* Passage to read:
******************************

WASHINGTON -- The business empire of corporate raider and activist investor Carl Icahn continues to tumble amid the fallout following a recent report from short-selling firm Hindenburg Research — and losses are accelerating as a longtime rival echoes the firm's allegations.
In the report, published on May 2, Hindenburg claimed that Icahn Enterprises has been using inflated asset valuations. The report also pointed to “ponzi-like economic structures” at the holding company — alleging that Icahn has used money from new investors to pay out dividends to old ones. Based in Sunny Isles Beach, Florida, Icahn Enterprises has stakes in businesses ranging from food packaging and automotive to real estate and pharmaceuticals.
Since Hindenburg released its short position, the market value and stock for Icahn Enterprises (IEP) has plummented. The company's market cap was cut by more than half this month — from about $18 billion on May 1 to $7.01 billion Thursday — and IEP's stock has fallen almost 63% since the start of May.
Hindenburg is well known for short-selling. That involves borrowing a stock one expects to lose value and selling it at its current market price with the plan to buy the same number of shares back later at a lower price.
Icahn has pushed back against Hindenburg, with the billionaire calling the firm's report “self-serving" and “intended solely to generate profits on Hindenburg’s short position at the expense of IEP’s long-term unitholders.”

******************************

* Required actions:
- a) In the article about Icahn Enterprises, where is the holding company based?
- b) List every business area in which, according to the article about Icahn Enterprises, the company holds stakes.
- c) Write the next part of the article about Icahn Enterprises, beginning after its final sentence.

Entries from a data source:
******************************

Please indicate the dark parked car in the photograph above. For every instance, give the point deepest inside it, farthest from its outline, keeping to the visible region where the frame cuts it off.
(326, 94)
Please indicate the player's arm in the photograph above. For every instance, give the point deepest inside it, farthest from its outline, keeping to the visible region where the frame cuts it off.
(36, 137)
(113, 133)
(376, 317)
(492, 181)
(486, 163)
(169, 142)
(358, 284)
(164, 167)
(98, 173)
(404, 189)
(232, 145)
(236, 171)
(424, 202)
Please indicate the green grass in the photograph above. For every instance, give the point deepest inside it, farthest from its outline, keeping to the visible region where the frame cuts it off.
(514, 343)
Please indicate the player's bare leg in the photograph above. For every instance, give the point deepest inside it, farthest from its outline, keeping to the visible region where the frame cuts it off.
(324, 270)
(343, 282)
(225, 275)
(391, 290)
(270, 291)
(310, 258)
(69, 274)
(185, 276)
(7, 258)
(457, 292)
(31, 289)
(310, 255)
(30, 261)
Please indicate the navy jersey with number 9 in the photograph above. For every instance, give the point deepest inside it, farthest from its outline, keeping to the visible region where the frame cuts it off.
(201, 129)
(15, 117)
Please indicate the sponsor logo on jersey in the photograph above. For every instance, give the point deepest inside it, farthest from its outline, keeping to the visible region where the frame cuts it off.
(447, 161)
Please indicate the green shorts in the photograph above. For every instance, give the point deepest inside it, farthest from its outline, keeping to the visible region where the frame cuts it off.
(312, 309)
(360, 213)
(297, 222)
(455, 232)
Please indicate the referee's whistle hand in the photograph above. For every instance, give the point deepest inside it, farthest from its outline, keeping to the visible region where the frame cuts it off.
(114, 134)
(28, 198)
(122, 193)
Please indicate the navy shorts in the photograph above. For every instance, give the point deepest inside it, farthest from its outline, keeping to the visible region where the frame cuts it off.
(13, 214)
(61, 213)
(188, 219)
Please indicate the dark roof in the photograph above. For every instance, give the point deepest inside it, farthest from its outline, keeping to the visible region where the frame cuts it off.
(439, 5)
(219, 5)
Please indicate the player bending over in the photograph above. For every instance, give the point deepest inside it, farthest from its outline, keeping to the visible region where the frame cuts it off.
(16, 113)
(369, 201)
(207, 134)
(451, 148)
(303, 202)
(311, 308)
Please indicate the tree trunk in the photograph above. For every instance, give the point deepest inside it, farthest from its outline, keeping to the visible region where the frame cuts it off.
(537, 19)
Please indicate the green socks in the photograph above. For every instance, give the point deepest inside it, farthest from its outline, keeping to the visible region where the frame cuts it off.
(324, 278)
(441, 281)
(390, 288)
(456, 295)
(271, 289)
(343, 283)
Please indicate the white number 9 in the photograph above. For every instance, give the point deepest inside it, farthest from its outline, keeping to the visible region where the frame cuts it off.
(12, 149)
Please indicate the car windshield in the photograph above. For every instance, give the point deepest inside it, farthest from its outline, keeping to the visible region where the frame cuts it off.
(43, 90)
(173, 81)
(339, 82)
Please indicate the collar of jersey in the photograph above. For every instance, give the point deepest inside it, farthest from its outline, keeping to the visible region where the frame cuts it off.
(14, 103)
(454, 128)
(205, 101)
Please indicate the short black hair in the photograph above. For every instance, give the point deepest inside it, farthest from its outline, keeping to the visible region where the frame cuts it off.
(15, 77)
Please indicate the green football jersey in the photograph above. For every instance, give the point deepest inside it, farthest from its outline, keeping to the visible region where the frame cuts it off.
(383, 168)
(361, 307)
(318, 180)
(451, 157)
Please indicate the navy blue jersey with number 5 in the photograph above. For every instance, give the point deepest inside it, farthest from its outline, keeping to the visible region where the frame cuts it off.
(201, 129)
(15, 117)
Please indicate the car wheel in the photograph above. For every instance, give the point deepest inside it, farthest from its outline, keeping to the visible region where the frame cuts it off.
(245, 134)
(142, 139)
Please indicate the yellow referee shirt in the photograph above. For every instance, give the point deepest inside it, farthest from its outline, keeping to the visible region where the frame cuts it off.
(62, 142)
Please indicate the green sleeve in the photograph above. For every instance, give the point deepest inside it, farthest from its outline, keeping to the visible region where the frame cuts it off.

******************************

* Outputs in order:
- a) Sunny Isles Beach, Florida

- b) Food packaging, automotive, real estate, pharmaceuticals

- c)
In a following May 10 statement, Icahn promised that the company would “take all appropriate steps to protect our unitholders and fight back.”
But some critics of Icahn, a Wall Street legend who is well-known to target weak companies and sell them for parts, say the report's findings feel like a full-circle moment.
"There is a karmic quality to (Hindenburg's) short report that reinforces the notion of a circle of life and death," Bill Ackman, CEO of Pershing Square Capital Management and longtime rival of Icahn, wrote on Twitter on May 2.
Ackman double-downed this week — sharing a longer Wednesday tweet that touched on multiple factors surrounding the Icahn Enterprises fallout, including a questioning of why Icahn has not diclosed the terms of his market loans and market lenders' potential concerns over the situation, pointing to the recent involvement of the Justice Department.
The U.S. Attorney’s office for the Southern District of New York contacted Icahn Enterprises on May 3 to seek information related to the company and its financial, according to a company SEC filing on May 10 — one week after Hindenburg published its report. Icahn Enterprises said it was cooperating with the request.
“The U.S. Attorney’s office has not made any claims or allegations against us or Mr. Icahn with respect to the foregoing inquiry,” Icahn Enterprises said in the filing at the time. “We do not currently believe this inquiry will have a material impact on our business, financial condition, results of operations or cash flows.”
On Thursday, one day after Ackman’s most recent tweet, Icahn Enterprises’ stock had fallen more than 20%.
“Icahn’s favorite Wall Street saying 'If you want a friend, get a dog.' Over his storied career, Icahn has made many enemies. I don’t know that he has any real friends. He could use one here,” Ackman wrote on Wednesday.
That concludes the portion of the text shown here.